Items from a data source:
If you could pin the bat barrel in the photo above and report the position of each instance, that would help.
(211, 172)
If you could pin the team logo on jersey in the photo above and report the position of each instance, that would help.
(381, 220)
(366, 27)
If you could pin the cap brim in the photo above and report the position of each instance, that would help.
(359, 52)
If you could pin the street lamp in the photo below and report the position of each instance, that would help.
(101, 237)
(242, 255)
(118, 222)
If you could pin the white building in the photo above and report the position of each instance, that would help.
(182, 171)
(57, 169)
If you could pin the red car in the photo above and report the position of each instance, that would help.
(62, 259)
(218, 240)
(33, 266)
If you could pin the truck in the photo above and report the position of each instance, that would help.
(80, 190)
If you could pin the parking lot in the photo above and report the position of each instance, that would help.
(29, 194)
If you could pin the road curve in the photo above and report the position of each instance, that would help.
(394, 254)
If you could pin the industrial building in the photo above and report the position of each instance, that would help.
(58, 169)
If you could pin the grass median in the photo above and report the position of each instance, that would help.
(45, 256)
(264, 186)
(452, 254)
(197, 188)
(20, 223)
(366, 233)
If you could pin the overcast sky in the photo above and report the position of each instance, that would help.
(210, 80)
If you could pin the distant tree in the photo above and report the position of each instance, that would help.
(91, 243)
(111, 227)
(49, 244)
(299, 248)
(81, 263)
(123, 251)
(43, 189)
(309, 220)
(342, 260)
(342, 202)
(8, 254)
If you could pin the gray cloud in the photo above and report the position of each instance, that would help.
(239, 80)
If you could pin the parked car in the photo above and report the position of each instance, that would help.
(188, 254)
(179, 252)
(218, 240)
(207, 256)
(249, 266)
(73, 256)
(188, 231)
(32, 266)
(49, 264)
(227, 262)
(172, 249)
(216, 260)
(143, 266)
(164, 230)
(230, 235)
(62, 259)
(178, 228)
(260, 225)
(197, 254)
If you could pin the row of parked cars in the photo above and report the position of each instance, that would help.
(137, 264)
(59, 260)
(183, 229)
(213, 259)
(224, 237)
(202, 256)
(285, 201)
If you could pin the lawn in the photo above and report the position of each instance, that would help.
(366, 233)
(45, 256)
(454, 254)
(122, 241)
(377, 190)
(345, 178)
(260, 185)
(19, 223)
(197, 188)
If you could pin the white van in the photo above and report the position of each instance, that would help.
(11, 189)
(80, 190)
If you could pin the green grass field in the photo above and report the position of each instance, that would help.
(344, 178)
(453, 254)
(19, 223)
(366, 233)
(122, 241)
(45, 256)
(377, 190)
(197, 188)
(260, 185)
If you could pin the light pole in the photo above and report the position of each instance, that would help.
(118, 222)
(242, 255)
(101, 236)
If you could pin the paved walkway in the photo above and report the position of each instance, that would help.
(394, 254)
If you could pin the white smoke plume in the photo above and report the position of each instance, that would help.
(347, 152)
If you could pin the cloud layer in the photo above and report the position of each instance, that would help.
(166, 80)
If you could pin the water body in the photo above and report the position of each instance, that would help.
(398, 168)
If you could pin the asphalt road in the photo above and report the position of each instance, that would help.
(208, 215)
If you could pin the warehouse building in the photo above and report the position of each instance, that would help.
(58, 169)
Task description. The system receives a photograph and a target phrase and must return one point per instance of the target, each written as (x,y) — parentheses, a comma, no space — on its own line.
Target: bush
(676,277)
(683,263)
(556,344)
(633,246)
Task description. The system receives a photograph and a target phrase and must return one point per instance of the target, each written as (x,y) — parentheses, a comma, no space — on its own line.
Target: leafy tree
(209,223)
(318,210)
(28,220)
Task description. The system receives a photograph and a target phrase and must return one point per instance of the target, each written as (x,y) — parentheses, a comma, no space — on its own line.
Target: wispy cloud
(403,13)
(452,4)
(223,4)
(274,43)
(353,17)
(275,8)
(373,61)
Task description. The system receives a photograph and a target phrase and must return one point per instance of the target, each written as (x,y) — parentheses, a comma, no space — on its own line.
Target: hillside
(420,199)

* [HOW TO COMPLETE THIS TASK]:
Your answer should consist of every record, printed exactly as given.

* [ANSWER TO THIS EXERCISE]:
If you could pin the bat barrel in the photo above and report the position of each instance, that would help.
(211, 172)
If you could pin the team logo on jersey in the photo above and report the position of each instance, that would help.
(381, 220)
(366, 27)
If you could pin the cap brim in the photo above and report the position of each instance, that would help.
(359, 52)
If you could pin the street lamp in the photo below and report the position of each instance, that would help.
(101, 237)
(242, 255)
(118, 222)
If you could pin the white building in the photo above and report the position of each instance, that would help.
(182, 171)
(57, 169)
If you could pin the red car in the photo above and report the position of each instance, that would help.
(62, 259)
(218, 240)
(33, 266)
If you could pin the truck in the photo above and report the position of each instance, that would help.
(80, 190)
If you could pin the parking lot in the photo above and report the position of each instance, that would help.
(29, 194)
If you could pin the road curve in the photo above and report the position of each instance, that would help.
(394, 254)
If you could pin the industrial building in the photo above and report the position of each instance, that would help.
(58, 169)
If you could pin the grass median in the photo above and report the position of each instance, that would help.
(45, 256)
(264, 186)
(452, 254)
(197, 188)
(20, 223)
(366, 233)
If you could pin the overcast sky in the photo above and report the position of each instance, that would help.
(210, 80)
If you could pin the distant tree in the photo above and report the position of each instance, that would help.
(91, 243)
(111, 227)
(49, 244)
(299, 248)
(81, 263)
(123, 251)
(43, 189)
(309, 220)
(342, 260)
(342, 202)
(8, 254)
If you could pin the gray cloud in the photo above and report the position of each instance, that would help.
(239, 80)
If you could pin the parked car in the photo above and report the position of each instance, that would help.
(188, 254)
(179, 252)
(218, 240)
(207, 256)
(249, 266)
(73, 256)
(188, 231)
(32, 266)
(49, 264)
(227, 262)
(172, 249)
(216, 260)
(143, 266)
(164, 230)
(230, 235)
(62, 259)
(178, 228)
(260, 225)
(197, 254)
If you could pin the row of parked cars in the photo above and report the position of each instance, that would help.
(137, 264)
(59, 260)
(183, 229)
(213, 259)
(224, 237)
(202, 256)
(285, 201)
If you could pin the lawn in the photo above and report the position of each instance, that would help.
(366, 233)
(45, 256)
(454, 254)
(122, 241)
(377, 190)
(345, 178)
(260, 185)
(19, 223)
(197, 188)
If you could pin the white van in the photo above and report the position of each instance, that would help.
(11, 189)
(80, 190)
If you could pin the green grass field in the photo above and report the position of each instance, that would help.
(344, 178)
(453, 254)
(19, 223)
(366, 233)
(122, 241)
(45, 256)
(377, 190)
(197, 188)
(260, 185)
If you could pin the light pole in the photo above and report the position of each instance, that would help.
(118, 222)
(242, 255)
(101, 236)
If you could pin the paved walkway in the photo above and report the position of each instance, that would help.
(394, 254)
If you could pin the white smoke plume in the photo above and report the position of each instance, that would help.
(347, 152)
If you could pin the cloud layer in the photo above and report the position of each instance, that would help.
(166, 80)
If you could pin the water body in the photo above and report the position of each instance, that would help.
(398, 168)
If you could pin the asphalt road in the photo above and report the position of each instance, that would help.
(208, 215)
If you could pin the warehouse building in the photo above and report the position of each instance, that would help.
(58, 169)
Task description. The system receives a photograph and a target phrase and must return one point per instance of the target, each written as (x,y) — parentheses, a comma, no space — on its own line.
Target: bush
(676,277)
(683,263)
(556,344)
(633,246)
Task description. The system receives a photograph and a target phrase and must return one point per instance of the target, each written as (x,y) — parentheses, a comma, no space — on its own line.
Target: leafy tree
(209,223)
(318,210)
(28,220)
Task description. The system receives a photograph and a target phrase and must return one point per instance of the target, each written as (x,y) — parentheses, a comma, no space — on its own line.
Target: wispy cloud
(403,13)
(452,4)
(223,4)
(274,43)
(353,17)
(275,8)
(373,61)
Task description. The system receives a photograph and a target phrase and must return one point per instance of the target, each written as (x,y) — parentheses, a comma, no space — on its own line.
Target: hillside
(420,199)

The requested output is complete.